Begin
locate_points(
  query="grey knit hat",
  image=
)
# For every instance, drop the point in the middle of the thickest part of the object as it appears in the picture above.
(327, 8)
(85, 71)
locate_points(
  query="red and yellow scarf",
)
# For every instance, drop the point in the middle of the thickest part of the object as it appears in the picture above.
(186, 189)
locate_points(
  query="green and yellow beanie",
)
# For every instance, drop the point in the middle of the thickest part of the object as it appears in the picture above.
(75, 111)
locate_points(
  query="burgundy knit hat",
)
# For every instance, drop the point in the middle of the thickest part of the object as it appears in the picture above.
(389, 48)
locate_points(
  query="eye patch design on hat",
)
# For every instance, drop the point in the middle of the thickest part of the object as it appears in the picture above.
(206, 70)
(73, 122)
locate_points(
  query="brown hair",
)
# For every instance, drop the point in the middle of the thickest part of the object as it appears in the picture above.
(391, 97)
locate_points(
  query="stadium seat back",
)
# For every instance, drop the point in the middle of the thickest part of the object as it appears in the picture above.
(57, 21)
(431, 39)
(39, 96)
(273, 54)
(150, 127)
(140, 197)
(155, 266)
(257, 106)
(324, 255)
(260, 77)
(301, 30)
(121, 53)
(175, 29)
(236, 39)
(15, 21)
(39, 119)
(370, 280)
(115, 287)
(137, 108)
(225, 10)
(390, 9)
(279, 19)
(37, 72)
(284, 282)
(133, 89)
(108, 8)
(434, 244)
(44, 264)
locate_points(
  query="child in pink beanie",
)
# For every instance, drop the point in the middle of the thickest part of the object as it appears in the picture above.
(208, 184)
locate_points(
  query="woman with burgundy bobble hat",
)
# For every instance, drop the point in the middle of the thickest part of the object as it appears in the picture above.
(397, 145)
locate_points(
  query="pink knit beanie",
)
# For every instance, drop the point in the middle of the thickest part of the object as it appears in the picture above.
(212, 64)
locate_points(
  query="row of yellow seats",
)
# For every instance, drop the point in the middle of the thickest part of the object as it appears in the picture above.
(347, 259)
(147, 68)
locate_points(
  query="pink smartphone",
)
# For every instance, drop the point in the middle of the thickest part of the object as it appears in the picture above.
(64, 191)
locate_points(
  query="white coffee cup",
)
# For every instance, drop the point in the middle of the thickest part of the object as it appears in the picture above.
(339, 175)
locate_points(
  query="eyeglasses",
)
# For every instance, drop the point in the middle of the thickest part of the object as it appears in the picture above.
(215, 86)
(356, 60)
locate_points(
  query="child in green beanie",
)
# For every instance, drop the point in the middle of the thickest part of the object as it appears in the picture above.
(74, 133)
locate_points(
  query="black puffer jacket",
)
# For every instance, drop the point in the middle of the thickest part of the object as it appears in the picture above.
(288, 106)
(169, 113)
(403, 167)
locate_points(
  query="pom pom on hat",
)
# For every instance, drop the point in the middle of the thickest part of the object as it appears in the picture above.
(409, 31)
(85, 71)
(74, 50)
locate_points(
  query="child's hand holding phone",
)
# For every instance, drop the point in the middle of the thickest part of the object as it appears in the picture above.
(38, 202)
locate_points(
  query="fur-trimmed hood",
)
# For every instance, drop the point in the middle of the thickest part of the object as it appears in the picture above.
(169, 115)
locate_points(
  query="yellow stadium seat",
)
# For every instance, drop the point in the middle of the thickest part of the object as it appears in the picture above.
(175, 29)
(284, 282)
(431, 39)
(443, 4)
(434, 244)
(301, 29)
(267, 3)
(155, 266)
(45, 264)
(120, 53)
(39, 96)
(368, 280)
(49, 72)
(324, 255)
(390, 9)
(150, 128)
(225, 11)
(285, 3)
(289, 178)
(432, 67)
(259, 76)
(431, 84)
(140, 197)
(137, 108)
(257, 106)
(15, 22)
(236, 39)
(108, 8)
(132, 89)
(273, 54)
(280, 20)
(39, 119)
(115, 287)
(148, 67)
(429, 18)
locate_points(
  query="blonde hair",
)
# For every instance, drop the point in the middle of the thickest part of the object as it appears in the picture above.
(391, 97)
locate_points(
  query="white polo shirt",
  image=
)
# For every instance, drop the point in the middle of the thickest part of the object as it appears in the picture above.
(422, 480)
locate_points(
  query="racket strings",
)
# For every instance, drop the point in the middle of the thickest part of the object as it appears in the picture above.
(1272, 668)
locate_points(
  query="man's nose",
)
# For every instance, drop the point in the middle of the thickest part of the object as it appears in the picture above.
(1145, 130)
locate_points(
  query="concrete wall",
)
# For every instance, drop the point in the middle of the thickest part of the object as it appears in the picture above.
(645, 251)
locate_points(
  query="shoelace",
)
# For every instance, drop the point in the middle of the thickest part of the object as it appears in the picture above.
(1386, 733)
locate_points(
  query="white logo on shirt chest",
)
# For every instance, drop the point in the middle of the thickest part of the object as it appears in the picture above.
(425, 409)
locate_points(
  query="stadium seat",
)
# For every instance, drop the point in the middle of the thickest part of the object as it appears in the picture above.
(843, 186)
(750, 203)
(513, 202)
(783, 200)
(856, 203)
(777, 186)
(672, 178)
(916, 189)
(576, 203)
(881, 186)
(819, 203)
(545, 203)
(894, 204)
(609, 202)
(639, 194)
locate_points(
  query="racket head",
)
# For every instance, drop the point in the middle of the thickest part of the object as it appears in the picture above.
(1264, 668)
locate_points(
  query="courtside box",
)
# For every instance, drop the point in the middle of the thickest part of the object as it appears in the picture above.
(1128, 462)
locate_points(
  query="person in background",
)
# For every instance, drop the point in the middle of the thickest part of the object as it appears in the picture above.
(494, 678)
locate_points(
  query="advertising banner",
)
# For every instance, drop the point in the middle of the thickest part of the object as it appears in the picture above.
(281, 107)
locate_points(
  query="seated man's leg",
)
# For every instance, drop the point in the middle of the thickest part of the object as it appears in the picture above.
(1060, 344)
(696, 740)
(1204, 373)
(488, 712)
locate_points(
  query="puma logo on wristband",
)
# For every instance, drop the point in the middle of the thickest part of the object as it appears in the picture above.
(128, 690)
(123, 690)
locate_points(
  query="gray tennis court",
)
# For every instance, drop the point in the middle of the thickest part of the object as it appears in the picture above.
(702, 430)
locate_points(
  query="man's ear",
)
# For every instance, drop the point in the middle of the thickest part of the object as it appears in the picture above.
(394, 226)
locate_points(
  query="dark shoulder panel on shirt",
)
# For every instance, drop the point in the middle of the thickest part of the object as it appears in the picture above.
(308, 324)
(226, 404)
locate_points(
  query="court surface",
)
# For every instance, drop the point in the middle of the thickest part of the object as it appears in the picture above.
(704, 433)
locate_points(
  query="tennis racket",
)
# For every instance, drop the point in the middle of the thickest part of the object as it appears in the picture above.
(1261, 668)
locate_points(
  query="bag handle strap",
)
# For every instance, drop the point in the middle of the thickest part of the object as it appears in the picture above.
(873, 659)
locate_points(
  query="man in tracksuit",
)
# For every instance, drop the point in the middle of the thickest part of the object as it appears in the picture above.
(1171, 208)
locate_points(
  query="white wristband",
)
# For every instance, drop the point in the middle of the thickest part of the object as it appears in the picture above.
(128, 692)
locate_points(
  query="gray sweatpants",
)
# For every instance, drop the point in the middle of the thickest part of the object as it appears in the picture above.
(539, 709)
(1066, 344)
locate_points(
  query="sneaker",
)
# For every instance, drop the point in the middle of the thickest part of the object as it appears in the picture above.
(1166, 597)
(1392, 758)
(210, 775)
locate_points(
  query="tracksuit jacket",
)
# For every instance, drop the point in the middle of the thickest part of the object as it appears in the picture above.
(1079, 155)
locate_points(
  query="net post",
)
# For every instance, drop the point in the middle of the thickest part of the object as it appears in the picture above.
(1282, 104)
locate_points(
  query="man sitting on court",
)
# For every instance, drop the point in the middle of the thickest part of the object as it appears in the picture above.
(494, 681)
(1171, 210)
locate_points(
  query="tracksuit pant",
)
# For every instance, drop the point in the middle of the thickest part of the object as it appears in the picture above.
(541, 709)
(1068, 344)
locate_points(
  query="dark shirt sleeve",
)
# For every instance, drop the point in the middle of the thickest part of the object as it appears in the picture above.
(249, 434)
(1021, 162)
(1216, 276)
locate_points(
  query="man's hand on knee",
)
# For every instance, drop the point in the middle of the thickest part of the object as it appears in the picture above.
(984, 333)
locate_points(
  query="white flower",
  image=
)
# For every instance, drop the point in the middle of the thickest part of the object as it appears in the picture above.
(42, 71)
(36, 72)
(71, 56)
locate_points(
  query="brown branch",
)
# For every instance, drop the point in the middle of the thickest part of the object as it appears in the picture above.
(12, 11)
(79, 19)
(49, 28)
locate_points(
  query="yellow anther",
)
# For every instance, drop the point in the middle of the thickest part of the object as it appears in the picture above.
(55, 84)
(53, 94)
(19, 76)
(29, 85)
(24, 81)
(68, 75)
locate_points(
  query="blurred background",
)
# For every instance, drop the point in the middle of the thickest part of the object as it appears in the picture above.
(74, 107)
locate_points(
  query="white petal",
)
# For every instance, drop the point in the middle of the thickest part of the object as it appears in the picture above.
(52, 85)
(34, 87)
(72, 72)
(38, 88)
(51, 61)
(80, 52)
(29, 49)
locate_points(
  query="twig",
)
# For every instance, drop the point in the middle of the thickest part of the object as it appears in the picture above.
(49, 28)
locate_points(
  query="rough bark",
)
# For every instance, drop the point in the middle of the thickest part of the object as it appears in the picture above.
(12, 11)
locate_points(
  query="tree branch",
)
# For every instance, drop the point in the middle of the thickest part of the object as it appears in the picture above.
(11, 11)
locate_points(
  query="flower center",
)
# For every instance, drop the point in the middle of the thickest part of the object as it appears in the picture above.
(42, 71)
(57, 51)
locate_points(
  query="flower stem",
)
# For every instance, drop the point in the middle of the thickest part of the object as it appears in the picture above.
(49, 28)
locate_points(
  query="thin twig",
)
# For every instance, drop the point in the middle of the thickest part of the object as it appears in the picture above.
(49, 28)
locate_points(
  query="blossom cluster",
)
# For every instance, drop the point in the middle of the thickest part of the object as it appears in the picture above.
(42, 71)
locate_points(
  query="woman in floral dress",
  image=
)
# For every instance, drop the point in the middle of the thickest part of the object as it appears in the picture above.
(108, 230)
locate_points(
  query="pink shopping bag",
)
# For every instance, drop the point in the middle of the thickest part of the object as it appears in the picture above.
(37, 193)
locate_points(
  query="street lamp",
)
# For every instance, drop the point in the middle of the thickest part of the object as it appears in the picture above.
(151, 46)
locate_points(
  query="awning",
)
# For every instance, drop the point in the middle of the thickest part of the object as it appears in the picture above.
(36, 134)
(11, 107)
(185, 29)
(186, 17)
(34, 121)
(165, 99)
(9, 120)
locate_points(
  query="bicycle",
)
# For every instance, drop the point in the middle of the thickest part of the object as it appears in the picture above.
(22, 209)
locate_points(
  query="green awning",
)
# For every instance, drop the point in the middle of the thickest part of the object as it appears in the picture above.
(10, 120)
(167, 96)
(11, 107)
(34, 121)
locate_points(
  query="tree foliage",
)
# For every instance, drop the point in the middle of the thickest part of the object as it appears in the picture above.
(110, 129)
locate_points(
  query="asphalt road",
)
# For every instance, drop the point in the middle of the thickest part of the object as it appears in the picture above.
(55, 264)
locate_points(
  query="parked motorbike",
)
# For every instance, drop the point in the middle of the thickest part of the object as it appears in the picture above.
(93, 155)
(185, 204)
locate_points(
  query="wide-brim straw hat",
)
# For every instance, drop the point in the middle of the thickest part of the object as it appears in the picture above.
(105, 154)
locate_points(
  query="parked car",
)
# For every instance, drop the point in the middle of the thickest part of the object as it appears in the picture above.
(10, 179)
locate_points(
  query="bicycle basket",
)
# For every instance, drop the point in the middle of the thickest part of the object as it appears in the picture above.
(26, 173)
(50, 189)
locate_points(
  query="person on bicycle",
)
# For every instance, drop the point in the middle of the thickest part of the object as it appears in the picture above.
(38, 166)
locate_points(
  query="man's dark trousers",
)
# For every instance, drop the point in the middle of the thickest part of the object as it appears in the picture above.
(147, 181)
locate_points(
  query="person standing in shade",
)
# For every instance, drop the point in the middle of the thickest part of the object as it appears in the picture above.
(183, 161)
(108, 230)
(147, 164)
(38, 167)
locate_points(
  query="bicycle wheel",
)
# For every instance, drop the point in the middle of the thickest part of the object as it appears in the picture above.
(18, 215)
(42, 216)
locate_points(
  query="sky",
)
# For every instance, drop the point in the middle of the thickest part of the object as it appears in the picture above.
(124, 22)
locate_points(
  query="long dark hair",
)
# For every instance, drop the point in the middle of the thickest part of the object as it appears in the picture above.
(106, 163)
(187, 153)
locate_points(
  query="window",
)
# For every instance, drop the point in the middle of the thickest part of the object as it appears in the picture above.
End
**GIVEN TASK**
Which lines of the data above contain the string "logo", matched with case taken into account? Report every such line in full.

**ANSWER TO THE PROBLEM**
  query="white logo on shirt chest",
  query="puma logo on wristband",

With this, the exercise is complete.